Given entries ▸
++++++++

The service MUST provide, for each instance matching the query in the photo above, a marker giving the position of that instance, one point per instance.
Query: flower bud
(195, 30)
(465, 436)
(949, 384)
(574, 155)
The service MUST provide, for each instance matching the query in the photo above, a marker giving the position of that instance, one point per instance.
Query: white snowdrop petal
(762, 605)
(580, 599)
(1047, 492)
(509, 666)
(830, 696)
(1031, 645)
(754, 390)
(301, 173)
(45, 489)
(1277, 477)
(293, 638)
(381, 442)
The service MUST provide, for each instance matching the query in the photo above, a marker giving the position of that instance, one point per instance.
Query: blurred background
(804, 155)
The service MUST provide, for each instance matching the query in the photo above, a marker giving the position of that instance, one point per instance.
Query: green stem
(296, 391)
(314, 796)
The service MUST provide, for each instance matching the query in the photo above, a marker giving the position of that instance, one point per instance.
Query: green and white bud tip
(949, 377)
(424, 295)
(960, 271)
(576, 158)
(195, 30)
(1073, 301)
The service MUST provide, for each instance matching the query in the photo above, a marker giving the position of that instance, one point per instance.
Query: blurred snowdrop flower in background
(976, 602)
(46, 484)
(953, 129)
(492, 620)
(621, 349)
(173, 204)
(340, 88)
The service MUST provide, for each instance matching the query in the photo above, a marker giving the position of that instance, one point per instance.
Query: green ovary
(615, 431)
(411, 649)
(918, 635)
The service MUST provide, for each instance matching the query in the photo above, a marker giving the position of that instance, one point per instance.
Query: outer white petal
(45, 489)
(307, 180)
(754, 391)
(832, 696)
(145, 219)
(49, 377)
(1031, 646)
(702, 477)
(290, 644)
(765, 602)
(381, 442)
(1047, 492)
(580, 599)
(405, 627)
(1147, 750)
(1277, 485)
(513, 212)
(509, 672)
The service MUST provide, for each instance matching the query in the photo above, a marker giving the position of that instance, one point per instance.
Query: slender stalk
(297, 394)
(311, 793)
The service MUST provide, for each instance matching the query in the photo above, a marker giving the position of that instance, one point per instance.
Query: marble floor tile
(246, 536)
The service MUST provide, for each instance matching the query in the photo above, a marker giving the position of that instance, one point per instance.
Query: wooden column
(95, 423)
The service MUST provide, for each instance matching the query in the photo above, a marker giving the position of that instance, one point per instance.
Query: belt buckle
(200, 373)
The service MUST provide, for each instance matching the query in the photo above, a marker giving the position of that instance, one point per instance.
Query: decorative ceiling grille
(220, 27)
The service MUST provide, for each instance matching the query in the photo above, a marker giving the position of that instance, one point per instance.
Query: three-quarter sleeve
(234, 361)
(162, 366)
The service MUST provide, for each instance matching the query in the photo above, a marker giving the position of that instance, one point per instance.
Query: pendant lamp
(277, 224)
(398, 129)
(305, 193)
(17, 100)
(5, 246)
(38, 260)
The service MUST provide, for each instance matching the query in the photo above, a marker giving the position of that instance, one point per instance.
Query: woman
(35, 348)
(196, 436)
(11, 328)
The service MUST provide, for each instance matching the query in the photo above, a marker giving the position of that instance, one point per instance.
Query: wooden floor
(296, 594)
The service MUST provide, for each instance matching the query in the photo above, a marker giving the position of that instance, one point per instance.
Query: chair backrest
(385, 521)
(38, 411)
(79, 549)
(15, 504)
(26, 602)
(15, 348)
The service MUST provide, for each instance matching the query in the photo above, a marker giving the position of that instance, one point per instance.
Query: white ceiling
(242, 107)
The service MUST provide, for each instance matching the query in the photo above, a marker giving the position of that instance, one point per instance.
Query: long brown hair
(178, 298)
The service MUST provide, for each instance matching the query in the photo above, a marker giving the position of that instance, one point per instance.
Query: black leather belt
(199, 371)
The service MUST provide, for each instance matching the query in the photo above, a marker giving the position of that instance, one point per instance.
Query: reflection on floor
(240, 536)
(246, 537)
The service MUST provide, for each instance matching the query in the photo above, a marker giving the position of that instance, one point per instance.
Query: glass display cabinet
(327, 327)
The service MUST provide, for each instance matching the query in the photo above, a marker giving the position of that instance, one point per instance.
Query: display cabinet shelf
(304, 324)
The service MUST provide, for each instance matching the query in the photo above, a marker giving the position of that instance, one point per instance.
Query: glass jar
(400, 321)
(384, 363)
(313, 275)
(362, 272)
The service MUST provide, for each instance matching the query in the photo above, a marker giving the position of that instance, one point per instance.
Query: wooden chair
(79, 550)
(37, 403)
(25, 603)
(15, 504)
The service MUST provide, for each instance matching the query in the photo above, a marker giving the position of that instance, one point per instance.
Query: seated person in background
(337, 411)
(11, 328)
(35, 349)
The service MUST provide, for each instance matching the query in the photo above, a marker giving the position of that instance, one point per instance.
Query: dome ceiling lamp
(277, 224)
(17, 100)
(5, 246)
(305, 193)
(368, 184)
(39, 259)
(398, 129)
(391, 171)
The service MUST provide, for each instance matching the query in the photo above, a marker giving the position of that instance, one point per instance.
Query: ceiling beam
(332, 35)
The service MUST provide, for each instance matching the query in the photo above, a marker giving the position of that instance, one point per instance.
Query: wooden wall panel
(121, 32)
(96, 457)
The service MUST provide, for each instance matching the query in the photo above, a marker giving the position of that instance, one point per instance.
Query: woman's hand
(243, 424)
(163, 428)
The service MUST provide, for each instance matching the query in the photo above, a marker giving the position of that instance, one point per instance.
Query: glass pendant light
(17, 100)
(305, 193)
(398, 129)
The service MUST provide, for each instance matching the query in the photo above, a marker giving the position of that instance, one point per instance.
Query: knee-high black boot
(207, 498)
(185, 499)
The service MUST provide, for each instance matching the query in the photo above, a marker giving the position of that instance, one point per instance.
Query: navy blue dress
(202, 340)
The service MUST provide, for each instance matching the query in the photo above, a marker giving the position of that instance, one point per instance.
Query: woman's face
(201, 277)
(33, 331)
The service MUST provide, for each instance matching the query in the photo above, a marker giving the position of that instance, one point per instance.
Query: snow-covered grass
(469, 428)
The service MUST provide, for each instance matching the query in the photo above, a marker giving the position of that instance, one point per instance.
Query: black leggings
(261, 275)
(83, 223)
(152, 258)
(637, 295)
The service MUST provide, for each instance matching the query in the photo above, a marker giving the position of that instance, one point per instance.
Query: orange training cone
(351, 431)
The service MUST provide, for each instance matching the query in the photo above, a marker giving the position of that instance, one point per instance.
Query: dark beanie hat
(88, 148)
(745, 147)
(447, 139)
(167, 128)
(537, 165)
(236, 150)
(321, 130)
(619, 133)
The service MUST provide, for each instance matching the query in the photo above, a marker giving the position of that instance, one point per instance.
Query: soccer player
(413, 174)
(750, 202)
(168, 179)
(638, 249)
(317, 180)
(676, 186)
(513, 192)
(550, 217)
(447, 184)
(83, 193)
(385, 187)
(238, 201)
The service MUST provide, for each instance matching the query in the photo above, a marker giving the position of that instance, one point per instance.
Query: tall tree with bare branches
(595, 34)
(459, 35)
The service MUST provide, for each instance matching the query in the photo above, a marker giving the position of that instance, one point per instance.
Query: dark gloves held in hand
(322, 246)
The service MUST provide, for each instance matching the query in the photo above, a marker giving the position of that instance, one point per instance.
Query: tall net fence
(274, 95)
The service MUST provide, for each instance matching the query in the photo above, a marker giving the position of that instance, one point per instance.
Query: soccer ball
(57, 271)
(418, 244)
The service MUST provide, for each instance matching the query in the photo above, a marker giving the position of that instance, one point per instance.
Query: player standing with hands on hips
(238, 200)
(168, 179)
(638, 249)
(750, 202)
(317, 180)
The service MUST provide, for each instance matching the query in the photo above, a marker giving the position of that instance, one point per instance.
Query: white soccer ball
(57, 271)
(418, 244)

++++++++

The problem ▸ Produce an exact copy of every entry above.

Output for this task ▸
The service MUST provide, for each instance matching the query in the photo above, a marker giving the position of that instance, one point per instance.
Query: flower bud
(195, 30)
(465, 436)
(949, 384)
(574, 155)
The service MUST provide, for each instance matching the query in the photo above, a marker giving the position of that instance, one point per instance.
Query: white snowdrop petal
(762, 605)
(580, 599)
(1047, 492)
(509, 666)
(830, 696)
(1031, 645)
(754, 390)
(301, 173)
(45, 489)
(1277, 477)
(293, 638)
(381, 442)
The service MUST provide, for each instance matching the query in the photo above, a marker giving the position of that instance, one point per instance.
Query: blurred background
(804, 155)
The service MUST provide, for each instance matching the query in the photo above, a marker giving the position of that instance, one point per instance.
Query: green stem
(296, 391)
(314, 796)
The service MUST provide, for each instance matching the query in the photo above, a marker giving the position of that instance, one point per instance.
Query: green and white bud tip
(949, 377)
(424, 295)
(960, 271)
(576, 158)
(195, 30)
(1073, 301)
The service MUST provide, for each instance matching the query in the photo above, a marker giving the position of that instance, one point per instance.
Query: blurred snowdrop flower in background
(976, 602)
(46, 484)
(953, 129)
(492, 620)
(621, 349)
(173, 204)
(340, 88)
The service MUST provide, for each instance matching the query in the photo above, a marker giving the position of that instance, one point per instance.
Query: green ovary
(615, 431)
(411, 649)
(918, 635)
The service MUST provide, for each instance matching the query in the photo above, a marker giving the position of that instance, one point per instance.
Query: outer white petal
(45, 489)
(307, 180)
(754, 391)
(832, 696)
(145, 219)
(49, 377)
(1031, 646)
(702, 477)
(290, 644)
(765, 602)
(381, 442)
(1047, 492)
(580, 599)
(405, 627)
(1147, 750)
(1277, 485)
(513, 212)
(509, 672)
The service MUST provide, for each instance matching the query in the photo above, a marker giving the position of that instance, one point per instance.
Query: slender stalk
(297, 394)
(311, 793)
The service MUST provide, for each instance matching the query in the photo above, a marker giving the position of that instance, one point per instance.
Query: marble floor tile
(246, 536)
The service MUST provide, for each instance matching the query in the photo above, a marker giving the position of that instance, one point per instance.
Query: wooden column
(95, 423)
The service MUST provide, for each instance matching the query in the photo above, a marker giving the position of that instance, one point per instance.
Query: belt buckle
(200, 373)
The service MUST provide, for each instance matching the query in the photo above, a marker giving the position of that instance, one point per instance.
Query: decorative ceiling grille
(220, 27)
The service MUST provide, for each instance matching the query in the photo above, a marker giving the position of that instance, one point per instance.
Query: three-quarter sleeve
(234, 361)
(162, 366)
The service MUST provide, for each instance matching the query in the photo above, a marker giving the position of that instance, one point per instance.
Query: pendant lamp
(277, 224)
(398, 129)
(305, 193)
(17, 100)
(5, 246)
(38, 260)
The service MUST provide, for each instance matching the query in the photo above, a marker giving the position of that instance, one point per instance.
Query: woman
(35, 348)
(196, 436)
(11, 328)
The service MUST provide, for each instance matching the query in the photo above, a marker giving the position of that instance, one point per instance.
Query: wooden floor
(296, 594)
The service MUST provide, for each instance matching the query in the photo above, a marker giving the position of that instance, one point per instance.
Query: chair backrest
(385, 521)
(38, 411)
(79, 549)
(15, 504)
(26, 602)
(15, 348)
The service MUST provide, for each instance matching the query in the photo above, a marker giving the position of that instance, one point per instance.
Query: white ceiling
(242, 107)
The service MUST provide, for each instance matching the query in the photo above, a marker giving the position of that instance, one point per instance.
Query: long brown hair
(178, 298)
The service MUST provide, for each instance matching the query in the photo above, a marker giving the position of that instance, one point per instance.
Query: black leather belt
(199, 371)
The service MUST provide, for each instance matching the query in the photo above, a marker giving the position of that instance, one point per instance.
Query: reflection on floor
(240, 536)
(246, 537)
The service MUST provide, for each instance matching the query in the photo above, a marker giving the position of that instance, one point per instance.
Query: glass display cabinet
(327, 327)
The service MUST provide, for each instance matching the query in the photo above, a marker giving the position of that instance, one point per instance.
Query: display cabinet shelf
(304, 324)
The service MUST provide, for each instance matching the query in the photo above, a marker giving the position of that instance, one point per instance.
Query: glass jar
(400, 321)
(384, 363)
(313, 275)
(362, 272)
The service MUST provide, for each instance matching the query in the photo above, a marker giving the position of that instance, one point per instance.
Query: wooden chair
(79, 550)
(37, 403)
(25, 603)
(15, 504)
The service MUST provide, for each instance matching the query in the photo above, a marker giving the position of that instance, one point per instance.
Query: seated person in background
(337, 411)
(11, 328)
(35, 349)
The service MUST provide, for each instance matching the query in the photo above, a marker giving the position of that instance, one point per instance.
Query: dome ceiling lamp
(277, 224)
(17, 100)
(5, 246)
(305, 193)
(368, 184)
(39, 259)
(398, 129)
(391, 171)
The service MUST provide, for each instance matching the query in the photo above, a marker giving the position of that instance, one point per instance.
Query: ceiling beam
(332, 35)
The service MUST provide, for each instance matching the query in the photo above, a marker giving the position of that instance, one point per instance.
Query: wooden wall panel
(121, 32)
(96, 457)
The service MUST provide, for each instance matching the query in the photo above, a marker giving the position of that instance, one point per instance.
Query: woman's hand
(243, 424)
(163, 428)
The service MUST provide, for each instance matching the query in the photo above, a marker giving the position of that instance, one point per instance.
Query: glass pendant light
(17, 100)
(305, 193)
(398, 129)
The service MUST provide, for each instance matching the query in the photo above, a marker giving the position of that instance, one point per instance.
Query: knee-high black boot
(207, 498)
(185, 499)
The service MUST provide, for each instance matching the query in the photo above, a marker giving the position of that instance, one point per instance.
Query: navy blue dress
(202, 340)
The service MUST provide, for each instance matching the query in the photo above, a marker giving the position of that instance, one point per instance.
Query: woman's face
(201, 277)
(33, 331)
The service MUST provide, for each instance matching the query in the photo above, a marker giving the position of that instance, one point per instance.
Query: snow-covered grass
(469, 428)
The service MUST provide, for each instance matching the query in the photo above, a marker giving the position of that instance, one point per instance.
Query: black leggings
(261, 275)
(83, 223)
(152, 258)
(637, 295)
The service MUST provide, for each instance matching the query in the photo above, a marker giving the position of that instance, one point per instance.
Query: orange training cone
(351, 431)
The service MUST provide, for each instance matching the query in the photo above, a marker giving the position of that instance, one point per instance.
Query: dark beanie hat
(88, 148)
(745, 147)
(447, 139)
(167, 128)
(537, 165)
(236, 150)
(321, 130)
(619, 133)
The service MUST provide, for each instance matching the query in the photo above, a marker giving the position of that instance, one point per instance.
Query: soccer player
(413, 174)
(750, 202)
(168, 179)
(638, 249)
(317, 180)
(676, 186)
(513, 192)
(550, 217)
(447, 184)
(83, 193)
(385, 187)
(238, 201)
The service MUST provide, for each instance matching the query in the photo above, a marker giving the position of that instance, one point per instance.
Query: tall tree with bare branches
(595, 34)
(459, 35)
The service MUST provide, for each instance matching the query in the photo above, a marker giving the position of that instance, one point per instance.
Query: dark gloves held in hand
(322, 246)
The service MUST provide, for each instance matching the query in the photo above, a marker giving the position of that instance, one point per instance.
Query: tall net fence
(274, 95)
The service MUST provide, for each instance matching the query in the photo above, a marker giving the position of that instance, one point per instance.
Query: soccer ball
(57, 271)
(418, 244)
The service MUST provide, for each instance matching the query in the photo above, a marker giving the position of that instance, one point per instance.
Query: player standing with hands on hips
(238, 200)
(168, 179)
(638, 249)
(750, 202)
(317, 180)
The service MUST provide, for each instance matching the query in the photo above, a marker giving the position of that instance, one point per instance.
Query: white soccer ball
(57, 271)
(418, 244)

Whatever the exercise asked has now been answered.